[Data to process]:
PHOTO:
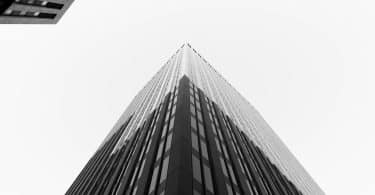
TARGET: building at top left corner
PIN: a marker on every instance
(32, 11)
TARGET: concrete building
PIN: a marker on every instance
(32, 11)
(188, 131)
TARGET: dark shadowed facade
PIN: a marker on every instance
(32, 11)
(189, 132)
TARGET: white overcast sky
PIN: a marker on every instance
(307, 66)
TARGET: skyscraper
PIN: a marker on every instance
(32, 11)
(188, 131)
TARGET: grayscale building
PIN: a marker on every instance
(32, 11)
(189, 132)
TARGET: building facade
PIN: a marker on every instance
(188, 131)
(32, 11)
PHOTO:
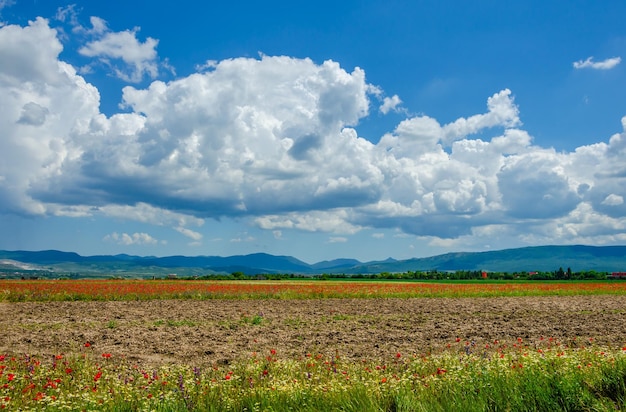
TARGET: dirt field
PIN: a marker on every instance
(205, 332)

[Task to carry out]:
Copy out every line of the listing above word for word, leaving out the pictures.

[Full answer]:
PHOTO:
TARGET: building at top left corner
PIN: a marker on every instance
(32, 11)
TARGET: concrete building
PIN: a marker on every instance
(32, 11)
(188, 131)
TARGET: dark shadowed facade
PIN: a marker on every instance
(32, 11)
(189, 132)
TARGET: white overcast sky
PIN: a marker on every instance
(307, 66)
TARGET: skyscraper
PIN: a marker on every instance
(32, 11)
(188, 131)
TARGET: grayscale building
PIN: a marker on every instance
(32, 11)
(189, 132)
TARGET: building facade
PIN: a marker on every instance
(188, 131)
(32, 11)
PHOTO:
TARGET: dirt field
PIN: a marker on every instance
(205, 332)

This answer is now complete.